_Problem to solve_
Copy the material below line for line, leaving out the pictures.

_Task inputs_

· · · · ·

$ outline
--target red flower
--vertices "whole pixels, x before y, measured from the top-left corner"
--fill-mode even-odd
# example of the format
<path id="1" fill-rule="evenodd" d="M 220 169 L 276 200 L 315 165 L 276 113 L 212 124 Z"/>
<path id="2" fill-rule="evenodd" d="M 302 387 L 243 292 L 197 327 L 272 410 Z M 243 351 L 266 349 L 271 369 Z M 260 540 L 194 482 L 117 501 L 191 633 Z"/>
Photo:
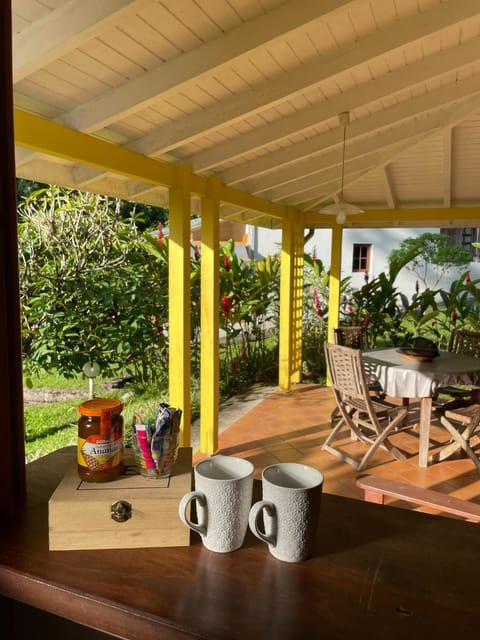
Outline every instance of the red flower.
<path id="1" fill-rule="evenodd" d="M 317 314 L 317 316 L 322 317 L 322 305 L 320 304 L 320 298 L 318 297 L 318 291 L 316 289 L 313 290 L 313 303 L 315 305 L 315 313 Z"/>
<path id="2" fill-rule="evenodd" d="M 228 320 L 230 314 L 230 299 L 227 296 L 222 298 L 222 309 L 225 318 Z"/>
<path id="3" fill-rule="evenodd" d="M 245 349 L 245 345 L 242 345 L 242 362 L 245 363 L 247 361 L 247 351 Z"/>
<path id="4" fill-rule="evenodd" d="M 157 225 L 158 227 L 158 236 L 157 236 L 157 242 L 160 246 L 163 245 L 163 238 L 165 237 L 163 234 L 163 224 L 161 222 L 158 223 Z"/>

· · · · ·

_Exercise output_
$ outline
--target red flower
--vertices "whole pixels, x before y, measured from the top-left corner"
--fill-mode even-odd
# example of the format
<path id="1" fill-rule="evenodd" d="M 220 169 L 276 200 L 315 165 L 276 113 L 212 124 Z"/>
<path id="2" fill-rule="evenodd" d="M 302 387 L 243 292 L 197 327 L 272 410 Z M 243 351 L 266 349 L 271 369 Z M 260 540 L 194 482 L 117 501 L 191 633 Z"/>
Photo:
Outline every instance of the red flower.
<path id="1" fill-rule="evenodd" d="M 317 314 L 317 316 L 322 317 L 322 305 L 320 304 L 320 298 L 318 297 L 318 291 L 316 289 L 313 290 L 313 303 L 315 305 L 315 313 Z"/>
<path id="2" fill-rule="evenodd" d="M 228 320 L 230 314 L 230 299 L 227 296 L 222 298 L 222 309 L 225 318 Z"/>
<path id="3" fill-rule="evenodd" d="M 245 349 L 245 345 L 242 345 L 242 362 L 245 363 L 247 361 L 247 351 Z"/>
<path id="4" fill-rule="evenodd" d="M 157 225 L 158 227 L 158 236 L 157 236 L 157 242 L 160 246 L 163 245 L 163 238 L 165 237 L 163 234 L 163 224 L 161 222 L 158 223 Z"/>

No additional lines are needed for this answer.